## PROBLEM TO SOLVE
Within the data below, how many lines contain "headlight"? Reply with the number only.

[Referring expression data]
▬▬▬▬▬▬▬▬▬▬

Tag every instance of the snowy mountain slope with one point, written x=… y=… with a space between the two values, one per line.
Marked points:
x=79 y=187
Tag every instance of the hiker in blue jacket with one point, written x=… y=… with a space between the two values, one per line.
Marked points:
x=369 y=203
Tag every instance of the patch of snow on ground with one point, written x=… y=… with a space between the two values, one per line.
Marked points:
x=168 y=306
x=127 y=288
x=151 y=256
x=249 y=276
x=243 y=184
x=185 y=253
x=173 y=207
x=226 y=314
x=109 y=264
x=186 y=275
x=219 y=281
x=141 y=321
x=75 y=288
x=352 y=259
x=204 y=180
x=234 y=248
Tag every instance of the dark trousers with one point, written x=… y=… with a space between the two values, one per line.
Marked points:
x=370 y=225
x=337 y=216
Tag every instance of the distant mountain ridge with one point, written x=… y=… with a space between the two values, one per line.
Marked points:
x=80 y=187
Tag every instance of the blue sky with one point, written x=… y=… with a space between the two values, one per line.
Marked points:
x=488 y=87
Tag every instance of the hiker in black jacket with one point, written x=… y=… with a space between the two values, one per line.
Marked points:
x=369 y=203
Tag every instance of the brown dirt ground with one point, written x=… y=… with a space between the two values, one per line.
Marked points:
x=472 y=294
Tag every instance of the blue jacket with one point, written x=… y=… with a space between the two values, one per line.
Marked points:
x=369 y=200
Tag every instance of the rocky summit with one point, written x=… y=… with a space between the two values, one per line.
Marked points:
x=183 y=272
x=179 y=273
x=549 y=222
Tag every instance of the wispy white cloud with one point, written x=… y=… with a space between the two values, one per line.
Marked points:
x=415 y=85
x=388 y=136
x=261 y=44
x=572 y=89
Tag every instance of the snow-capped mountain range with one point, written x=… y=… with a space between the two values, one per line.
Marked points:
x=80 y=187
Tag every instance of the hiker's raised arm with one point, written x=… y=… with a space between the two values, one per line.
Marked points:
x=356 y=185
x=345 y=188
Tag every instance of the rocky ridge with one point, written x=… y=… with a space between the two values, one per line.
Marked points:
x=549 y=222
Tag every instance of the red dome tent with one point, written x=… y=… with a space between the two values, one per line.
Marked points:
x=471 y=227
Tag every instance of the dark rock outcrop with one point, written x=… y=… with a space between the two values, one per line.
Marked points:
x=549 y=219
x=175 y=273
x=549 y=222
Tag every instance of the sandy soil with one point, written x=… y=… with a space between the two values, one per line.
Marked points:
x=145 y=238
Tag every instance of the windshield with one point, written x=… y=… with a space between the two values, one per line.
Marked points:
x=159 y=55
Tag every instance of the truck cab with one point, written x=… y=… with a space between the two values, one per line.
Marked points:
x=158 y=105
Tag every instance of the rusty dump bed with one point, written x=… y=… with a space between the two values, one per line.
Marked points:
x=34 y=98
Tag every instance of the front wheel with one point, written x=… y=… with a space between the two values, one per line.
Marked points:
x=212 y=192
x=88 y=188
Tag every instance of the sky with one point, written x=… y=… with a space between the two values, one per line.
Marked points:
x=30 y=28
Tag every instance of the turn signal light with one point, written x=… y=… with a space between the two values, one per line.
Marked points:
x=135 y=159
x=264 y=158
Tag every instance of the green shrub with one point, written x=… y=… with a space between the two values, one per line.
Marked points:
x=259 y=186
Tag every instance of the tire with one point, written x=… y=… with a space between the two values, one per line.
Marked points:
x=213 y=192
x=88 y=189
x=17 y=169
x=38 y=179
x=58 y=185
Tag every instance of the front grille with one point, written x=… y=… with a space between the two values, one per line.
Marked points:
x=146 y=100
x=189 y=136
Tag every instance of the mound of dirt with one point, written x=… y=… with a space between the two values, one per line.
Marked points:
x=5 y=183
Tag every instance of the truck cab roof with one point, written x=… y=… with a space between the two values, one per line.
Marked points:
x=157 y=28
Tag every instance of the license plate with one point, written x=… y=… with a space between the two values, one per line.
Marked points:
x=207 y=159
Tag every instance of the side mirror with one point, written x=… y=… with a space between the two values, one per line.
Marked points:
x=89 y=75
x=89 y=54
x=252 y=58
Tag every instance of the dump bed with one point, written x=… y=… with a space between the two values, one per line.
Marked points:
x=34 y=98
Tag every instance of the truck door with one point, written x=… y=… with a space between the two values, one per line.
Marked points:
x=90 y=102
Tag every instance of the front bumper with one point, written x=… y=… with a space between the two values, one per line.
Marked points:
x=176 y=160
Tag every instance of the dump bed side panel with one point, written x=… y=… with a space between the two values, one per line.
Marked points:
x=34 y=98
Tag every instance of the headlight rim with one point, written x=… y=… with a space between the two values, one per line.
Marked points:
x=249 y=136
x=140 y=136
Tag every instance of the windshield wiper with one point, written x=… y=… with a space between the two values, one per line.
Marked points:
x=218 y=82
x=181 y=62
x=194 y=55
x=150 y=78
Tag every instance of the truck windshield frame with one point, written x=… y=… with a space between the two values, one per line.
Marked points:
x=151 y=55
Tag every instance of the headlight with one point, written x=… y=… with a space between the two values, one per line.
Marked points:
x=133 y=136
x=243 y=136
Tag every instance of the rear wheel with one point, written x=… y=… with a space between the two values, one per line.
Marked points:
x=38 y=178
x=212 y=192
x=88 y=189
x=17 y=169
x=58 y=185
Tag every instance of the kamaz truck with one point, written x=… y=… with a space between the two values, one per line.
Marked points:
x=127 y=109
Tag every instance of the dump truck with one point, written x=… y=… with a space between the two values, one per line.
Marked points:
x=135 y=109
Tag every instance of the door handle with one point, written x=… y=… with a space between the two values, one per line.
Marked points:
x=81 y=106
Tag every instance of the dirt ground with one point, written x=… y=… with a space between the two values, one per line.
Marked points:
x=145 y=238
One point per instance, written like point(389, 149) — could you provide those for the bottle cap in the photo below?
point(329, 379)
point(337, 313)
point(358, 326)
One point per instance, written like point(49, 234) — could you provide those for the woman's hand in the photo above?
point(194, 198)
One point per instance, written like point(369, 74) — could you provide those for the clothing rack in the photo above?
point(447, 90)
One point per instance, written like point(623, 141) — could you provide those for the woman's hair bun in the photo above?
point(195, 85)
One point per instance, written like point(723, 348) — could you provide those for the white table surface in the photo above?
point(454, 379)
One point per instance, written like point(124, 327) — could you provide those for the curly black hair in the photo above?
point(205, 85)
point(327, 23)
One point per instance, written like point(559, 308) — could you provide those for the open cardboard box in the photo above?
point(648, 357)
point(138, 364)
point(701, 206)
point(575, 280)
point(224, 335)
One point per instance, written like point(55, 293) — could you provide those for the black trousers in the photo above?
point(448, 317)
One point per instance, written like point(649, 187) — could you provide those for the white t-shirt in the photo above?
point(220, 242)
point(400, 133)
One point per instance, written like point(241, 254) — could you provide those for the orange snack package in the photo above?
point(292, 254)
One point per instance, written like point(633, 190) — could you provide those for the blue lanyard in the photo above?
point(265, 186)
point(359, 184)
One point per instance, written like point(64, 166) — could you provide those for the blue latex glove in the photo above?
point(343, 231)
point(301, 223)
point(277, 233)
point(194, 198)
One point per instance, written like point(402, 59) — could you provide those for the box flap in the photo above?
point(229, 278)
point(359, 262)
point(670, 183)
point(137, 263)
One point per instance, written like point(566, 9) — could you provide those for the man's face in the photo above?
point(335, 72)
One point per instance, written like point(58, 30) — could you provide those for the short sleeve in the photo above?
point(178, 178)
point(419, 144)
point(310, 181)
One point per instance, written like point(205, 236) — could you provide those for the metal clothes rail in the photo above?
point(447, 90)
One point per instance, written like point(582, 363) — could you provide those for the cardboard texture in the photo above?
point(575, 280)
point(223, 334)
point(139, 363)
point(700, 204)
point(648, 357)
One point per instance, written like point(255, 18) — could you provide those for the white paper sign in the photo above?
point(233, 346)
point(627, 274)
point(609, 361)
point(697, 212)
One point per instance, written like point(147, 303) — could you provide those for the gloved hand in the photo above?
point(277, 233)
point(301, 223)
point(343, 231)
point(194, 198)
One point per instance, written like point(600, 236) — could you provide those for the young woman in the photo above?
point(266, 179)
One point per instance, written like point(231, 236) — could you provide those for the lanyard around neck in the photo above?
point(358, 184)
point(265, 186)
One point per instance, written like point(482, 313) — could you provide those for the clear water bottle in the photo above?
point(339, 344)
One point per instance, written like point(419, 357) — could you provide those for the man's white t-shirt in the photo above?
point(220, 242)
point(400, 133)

▬▬▬▬▬▬▬▬▬▬

## TASK OUTPUT
2